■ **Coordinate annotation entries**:
===
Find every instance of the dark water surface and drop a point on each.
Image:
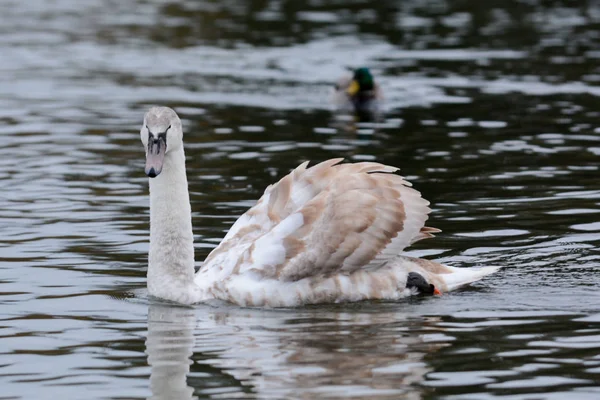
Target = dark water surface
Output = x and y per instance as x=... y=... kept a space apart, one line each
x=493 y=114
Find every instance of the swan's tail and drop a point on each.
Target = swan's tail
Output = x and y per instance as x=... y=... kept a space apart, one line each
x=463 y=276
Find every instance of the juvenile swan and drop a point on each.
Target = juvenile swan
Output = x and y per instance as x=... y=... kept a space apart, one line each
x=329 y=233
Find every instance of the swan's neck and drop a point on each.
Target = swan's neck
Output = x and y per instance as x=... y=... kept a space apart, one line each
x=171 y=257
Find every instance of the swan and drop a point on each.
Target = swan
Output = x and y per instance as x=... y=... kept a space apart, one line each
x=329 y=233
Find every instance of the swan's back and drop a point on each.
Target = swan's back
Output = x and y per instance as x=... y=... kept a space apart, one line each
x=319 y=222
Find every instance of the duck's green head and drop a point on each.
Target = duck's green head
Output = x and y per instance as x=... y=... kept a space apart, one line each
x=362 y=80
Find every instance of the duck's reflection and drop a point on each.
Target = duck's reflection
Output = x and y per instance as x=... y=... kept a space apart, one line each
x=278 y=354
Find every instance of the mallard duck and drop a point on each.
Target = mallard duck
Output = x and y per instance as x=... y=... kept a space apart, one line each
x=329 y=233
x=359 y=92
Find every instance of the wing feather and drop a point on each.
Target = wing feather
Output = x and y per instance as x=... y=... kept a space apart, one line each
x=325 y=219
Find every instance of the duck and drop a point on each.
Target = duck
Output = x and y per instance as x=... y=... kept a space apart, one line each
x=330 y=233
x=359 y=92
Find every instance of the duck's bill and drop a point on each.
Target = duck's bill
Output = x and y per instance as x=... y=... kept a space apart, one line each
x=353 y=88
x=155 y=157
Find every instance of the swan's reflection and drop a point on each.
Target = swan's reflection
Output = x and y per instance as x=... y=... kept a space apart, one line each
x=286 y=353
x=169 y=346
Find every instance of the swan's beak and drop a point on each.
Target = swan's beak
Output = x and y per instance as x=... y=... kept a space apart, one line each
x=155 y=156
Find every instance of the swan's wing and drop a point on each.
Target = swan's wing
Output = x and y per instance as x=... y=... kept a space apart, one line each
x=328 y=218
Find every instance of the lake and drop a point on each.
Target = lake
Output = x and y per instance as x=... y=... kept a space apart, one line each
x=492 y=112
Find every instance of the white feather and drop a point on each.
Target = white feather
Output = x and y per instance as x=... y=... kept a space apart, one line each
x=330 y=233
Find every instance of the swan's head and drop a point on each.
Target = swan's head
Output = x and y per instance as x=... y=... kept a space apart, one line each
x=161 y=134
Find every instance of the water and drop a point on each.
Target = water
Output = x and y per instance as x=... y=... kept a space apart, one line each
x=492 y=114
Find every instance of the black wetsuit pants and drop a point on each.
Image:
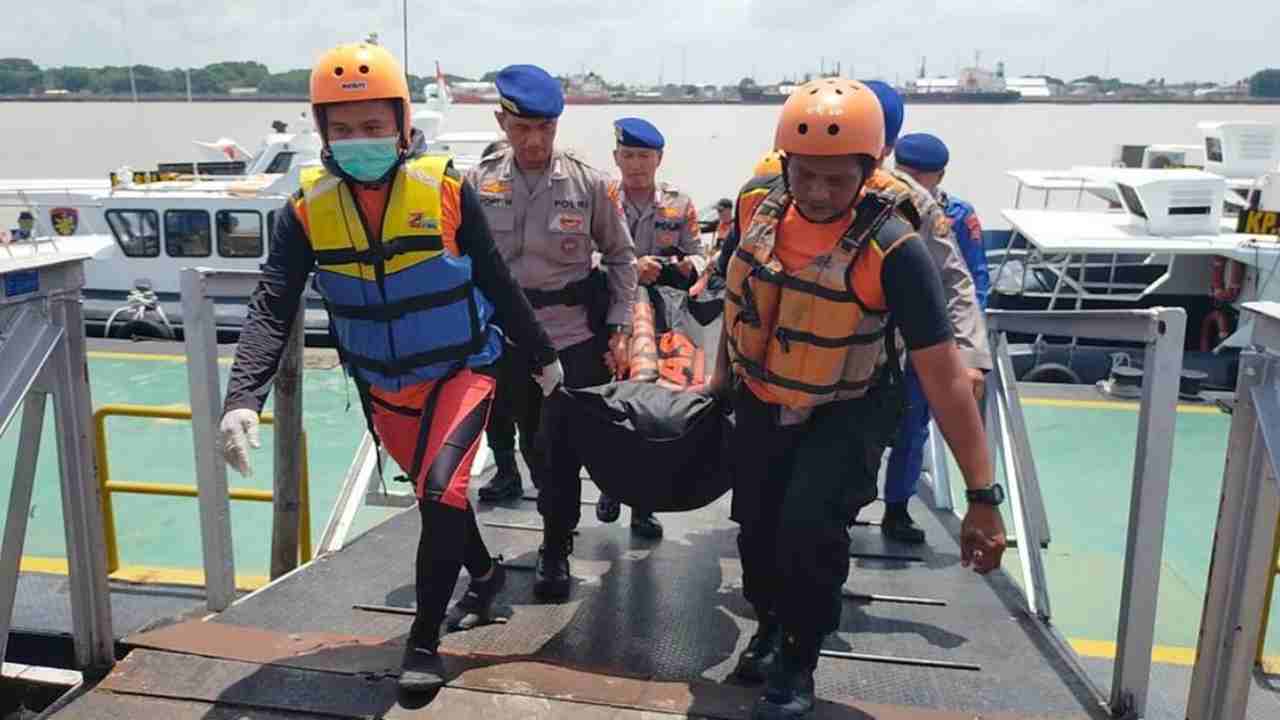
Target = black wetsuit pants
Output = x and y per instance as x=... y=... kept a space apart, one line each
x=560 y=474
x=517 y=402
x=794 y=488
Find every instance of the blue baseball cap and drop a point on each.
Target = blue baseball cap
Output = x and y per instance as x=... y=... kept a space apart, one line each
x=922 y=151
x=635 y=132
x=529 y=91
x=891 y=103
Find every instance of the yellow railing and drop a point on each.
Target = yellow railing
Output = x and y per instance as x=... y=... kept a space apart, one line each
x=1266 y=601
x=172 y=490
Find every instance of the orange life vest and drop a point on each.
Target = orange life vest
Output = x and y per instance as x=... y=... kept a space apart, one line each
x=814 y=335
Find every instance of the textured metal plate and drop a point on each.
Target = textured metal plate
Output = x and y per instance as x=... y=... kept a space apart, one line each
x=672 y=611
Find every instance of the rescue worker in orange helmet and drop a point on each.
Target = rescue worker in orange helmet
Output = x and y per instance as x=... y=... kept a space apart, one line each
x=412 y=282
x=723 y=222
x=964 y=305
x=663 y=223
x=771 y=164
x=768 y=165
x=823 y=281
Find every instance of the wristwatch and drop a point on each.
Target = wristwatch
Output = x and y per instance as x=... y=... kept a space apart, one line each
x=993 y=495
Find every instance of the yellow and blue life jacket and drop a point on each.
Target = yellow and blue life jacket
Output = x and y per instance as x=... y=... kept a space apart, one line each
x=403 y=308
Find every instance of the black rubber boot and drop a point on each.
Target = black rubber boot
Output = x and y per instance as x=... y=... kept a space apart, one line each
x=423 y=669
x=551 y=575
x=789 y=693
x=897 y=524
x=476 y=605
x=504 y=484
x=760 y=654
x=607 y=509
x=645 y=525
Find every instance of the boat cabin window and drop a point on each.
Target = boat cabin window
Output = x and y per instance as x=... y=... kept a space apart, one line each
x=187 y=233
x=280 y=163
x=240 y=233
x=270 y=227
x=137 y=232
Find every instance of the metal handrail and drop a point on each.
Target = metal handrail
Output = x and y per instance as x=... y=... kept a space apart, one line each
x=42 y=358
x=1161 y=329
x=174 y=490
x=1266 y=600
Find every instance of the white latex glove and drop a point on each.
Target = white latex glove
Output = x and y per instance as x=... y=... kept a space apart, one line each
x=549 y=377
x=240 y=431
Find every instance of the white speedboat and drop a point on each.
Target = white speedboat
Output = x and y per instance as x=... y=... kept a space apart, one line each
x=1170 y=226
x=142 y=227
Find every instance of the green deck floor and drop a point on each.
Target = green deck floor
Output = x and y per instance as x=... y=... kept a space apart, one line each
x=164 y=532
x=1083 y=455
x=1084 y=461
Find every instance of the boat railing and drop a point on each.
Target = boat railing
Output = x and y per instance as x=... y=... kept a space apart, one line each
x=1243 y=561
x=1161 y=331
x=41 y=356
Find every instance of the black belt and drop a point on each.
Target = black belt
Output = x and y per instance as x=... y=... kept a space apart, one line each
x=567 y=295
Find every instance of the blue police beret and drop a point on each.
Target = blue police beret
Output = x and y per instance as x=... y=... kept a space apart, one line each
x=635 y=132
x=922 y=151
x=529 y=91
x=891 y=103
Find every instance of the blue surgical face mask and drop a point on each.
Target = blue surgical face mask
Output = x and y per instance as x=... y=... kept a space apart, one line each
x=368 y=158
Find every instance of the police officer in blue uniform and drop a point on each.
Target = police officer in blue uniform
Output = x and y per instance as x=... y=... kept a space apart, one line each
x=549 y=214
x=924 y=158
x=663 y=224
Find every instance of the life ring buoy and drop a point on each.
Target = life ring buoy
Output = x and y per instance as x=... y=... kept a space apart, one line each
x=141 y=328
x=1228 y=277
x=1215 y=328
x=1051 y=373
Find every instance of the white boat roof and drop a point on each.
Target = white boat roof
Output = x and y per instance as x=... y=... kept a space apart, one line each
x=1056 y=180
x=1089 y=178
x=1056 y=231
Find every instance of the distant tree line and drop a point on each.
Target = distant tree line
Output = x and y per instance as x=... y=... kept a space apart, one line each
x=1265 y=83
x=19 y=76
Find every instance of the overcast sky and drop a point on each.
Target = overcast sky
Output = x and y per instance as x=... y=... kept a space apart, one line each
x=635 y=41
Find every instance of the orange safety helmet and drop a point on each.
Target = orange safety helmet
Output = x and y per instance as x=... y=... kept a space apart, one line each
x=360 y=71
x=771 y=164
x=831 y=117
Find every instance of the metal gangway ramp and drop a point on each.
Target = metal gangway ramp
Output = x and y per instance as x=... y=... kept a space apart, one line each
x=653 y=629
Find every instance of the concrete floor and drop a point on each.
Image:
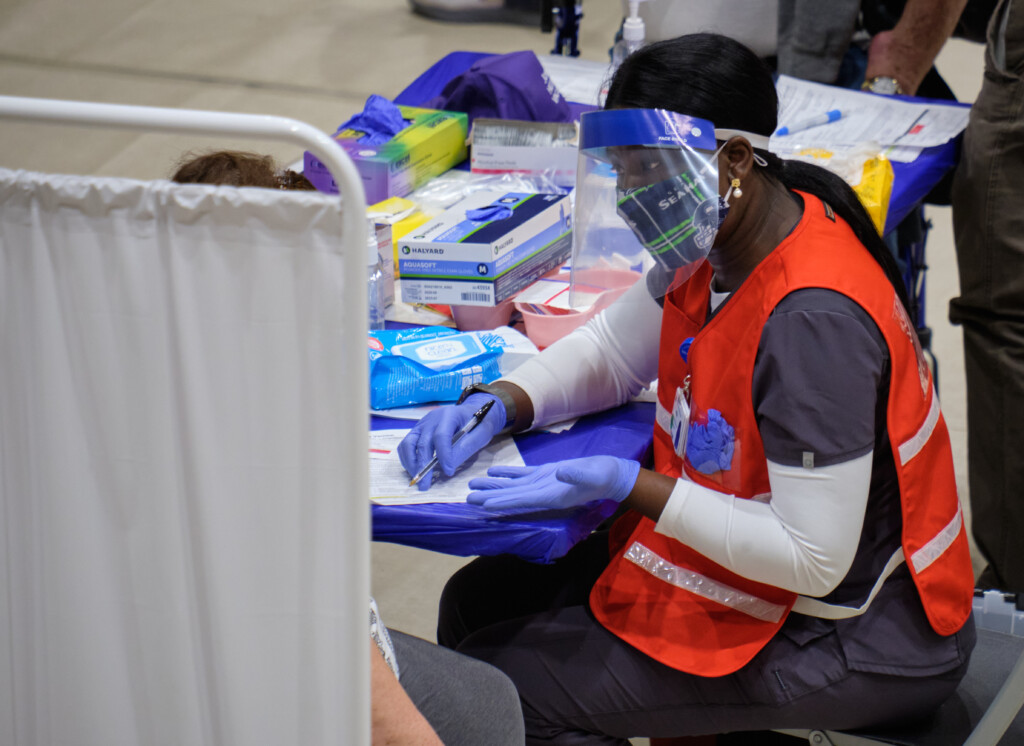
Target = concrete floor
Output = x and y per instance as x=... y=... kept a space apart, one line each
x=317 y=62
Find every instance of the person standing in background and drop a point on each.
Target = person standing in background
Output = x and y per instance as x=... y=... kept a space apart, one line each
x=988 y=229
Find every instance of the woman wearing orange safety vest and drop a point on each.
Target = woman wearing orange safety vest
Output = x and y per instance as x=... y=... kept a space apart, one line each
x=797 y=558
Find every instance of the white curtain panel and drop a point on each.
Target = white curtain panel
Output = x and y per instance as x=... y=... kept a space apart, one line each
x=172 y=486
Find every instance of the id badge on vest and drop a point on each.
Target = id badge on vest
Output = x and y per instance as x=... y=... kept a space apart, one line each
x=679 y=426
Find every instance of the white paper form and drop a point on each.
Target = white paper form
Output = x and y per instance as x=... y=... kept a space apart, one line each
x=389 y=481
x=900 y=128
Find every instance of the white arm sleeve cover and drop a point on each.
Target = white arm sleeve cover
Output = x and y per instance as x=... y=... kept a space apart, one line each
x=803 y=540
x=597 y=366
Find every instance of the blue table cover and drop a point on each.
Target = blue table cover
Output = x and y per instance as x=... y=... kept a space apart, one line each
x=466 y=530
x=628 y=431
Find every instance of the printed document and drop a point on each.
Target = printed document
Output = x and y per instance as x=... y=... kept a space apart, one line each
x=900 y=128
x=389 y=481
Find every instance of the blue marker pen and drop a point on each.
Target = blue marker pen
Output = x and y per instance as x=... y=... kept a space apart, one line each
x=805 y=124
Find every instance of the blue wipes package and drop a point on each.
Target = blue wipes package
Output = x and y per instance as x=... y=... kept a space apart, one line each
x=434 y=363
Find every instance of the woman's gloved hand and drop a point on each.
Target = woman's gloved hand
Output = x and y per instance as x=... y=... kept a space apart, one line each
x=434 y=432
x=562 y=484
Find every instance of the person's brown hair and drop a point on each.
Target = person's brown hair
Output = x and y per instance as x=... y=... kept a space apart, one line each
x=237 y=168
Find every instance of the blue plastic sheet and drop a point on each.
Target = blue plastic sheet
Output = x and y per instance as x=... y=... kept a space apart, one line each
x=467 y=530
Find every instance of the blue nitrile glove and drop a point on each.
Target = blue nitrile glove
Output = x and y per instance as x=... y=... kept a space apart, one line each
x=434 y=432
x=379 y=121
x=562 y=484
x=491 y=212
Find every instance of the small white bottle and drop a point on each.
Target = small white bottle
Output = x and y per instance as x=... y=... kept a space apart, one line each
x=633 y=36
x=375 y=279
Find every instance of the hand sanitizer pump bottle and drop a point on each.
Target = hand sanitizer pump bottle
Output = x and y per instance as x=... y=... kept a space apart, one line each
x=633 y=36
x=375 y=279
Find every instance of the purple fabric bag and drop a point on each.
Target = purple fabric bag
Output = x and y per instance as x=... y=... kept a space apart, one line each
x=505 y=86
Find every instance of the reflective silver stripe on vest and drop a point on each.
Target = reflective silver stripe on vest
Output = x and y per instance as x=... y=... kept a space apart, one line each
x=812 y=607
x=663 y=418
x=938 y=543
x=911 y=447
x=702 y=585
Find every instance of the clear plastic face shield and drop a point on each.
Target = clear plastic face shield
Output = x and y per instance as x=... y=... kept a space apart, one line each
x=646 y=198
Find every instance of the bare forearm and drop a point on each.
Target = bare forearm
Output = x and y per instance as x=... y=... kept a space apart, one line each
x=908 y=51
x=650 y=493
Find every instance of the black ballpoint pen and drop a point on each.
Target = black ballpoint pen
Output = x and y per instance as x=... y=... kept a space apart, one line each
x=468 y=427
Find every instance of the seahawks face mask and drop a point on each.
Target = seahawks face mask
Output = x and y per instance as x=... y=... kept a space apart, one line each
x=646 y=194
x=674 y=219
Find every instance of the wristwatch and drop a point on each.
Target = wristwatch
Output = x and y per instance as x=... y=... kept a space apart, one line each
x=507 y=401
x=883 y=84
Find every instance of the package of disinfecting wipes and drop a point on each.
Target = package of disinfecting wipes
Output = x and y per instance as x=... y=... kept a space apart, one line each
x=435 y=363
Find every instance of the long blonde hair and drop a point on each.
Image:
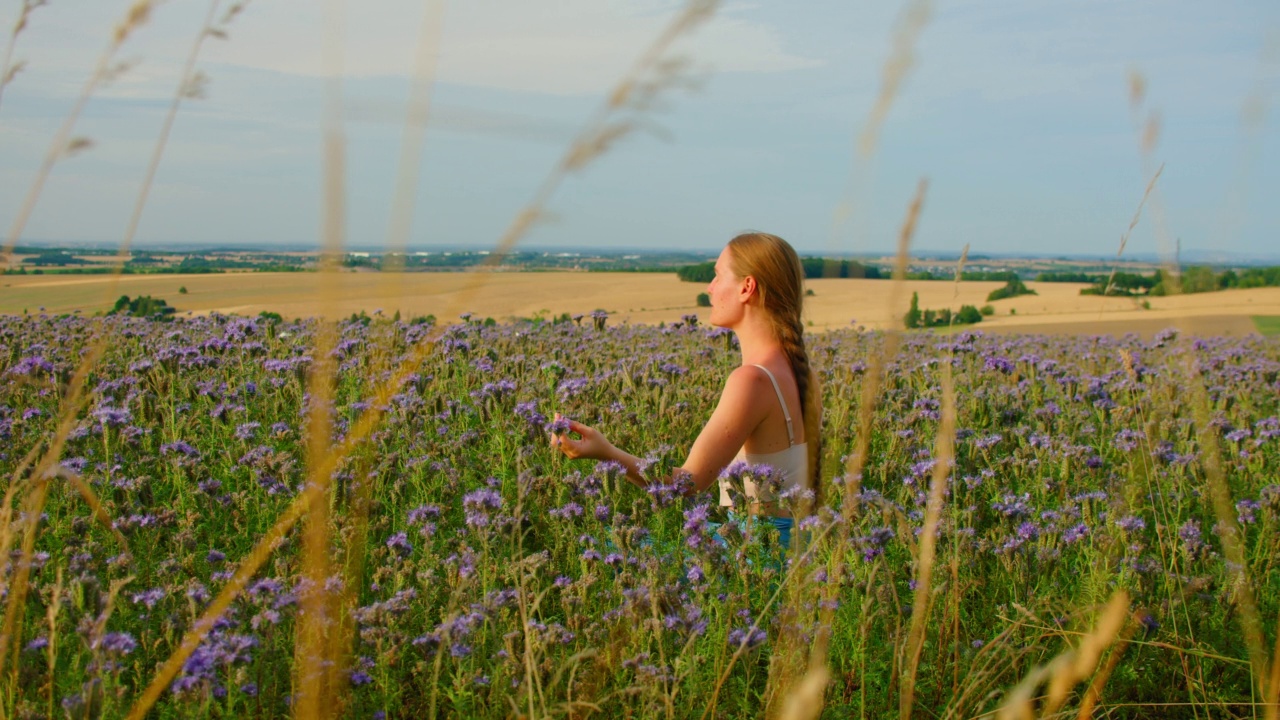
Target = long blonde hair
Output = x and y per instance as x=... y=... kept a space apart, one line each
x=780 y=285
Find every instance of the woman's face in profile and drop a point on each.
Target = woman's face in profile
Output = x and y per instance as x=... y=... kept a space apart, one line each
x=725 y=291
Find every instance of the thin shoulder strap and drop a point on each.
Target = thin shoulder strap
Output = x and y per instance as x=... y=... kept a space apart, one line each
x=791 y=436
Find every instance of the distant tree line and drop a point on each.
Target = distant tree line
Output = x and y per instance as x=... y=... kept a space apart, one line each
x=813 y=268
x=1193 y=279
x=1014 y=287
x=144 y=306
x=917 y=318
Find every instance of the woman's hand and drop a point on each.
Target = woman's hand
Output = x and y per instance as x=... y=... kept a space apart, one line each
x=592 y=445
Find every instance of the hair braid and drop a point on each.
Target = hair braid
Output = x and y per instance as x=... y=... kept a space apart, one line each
===
Arrange the records between the lines holding "Find every instance of the blue plastic" and "x=491 y=212", inclusive, as a two-column CSV with the headers request and answer. Give one row per request, with each field quoted and its line breaks replaced by spaces.

request,answer
"Find every instance of the blue plastic sheet and drop a point on each. Target = blue plastic sheet Output = x and y per instance as x=... y=... kept a space apart, one line each","x=467 y=530"
"Find every instance of the blue nitrile glove and drop a point on each. Target = blue nitrile glove Output = x and y per instance as x=... y=... kept a space apart, one line each","x=434 y=432 x=379 y=121 x=562 y=484 x=491 y=212"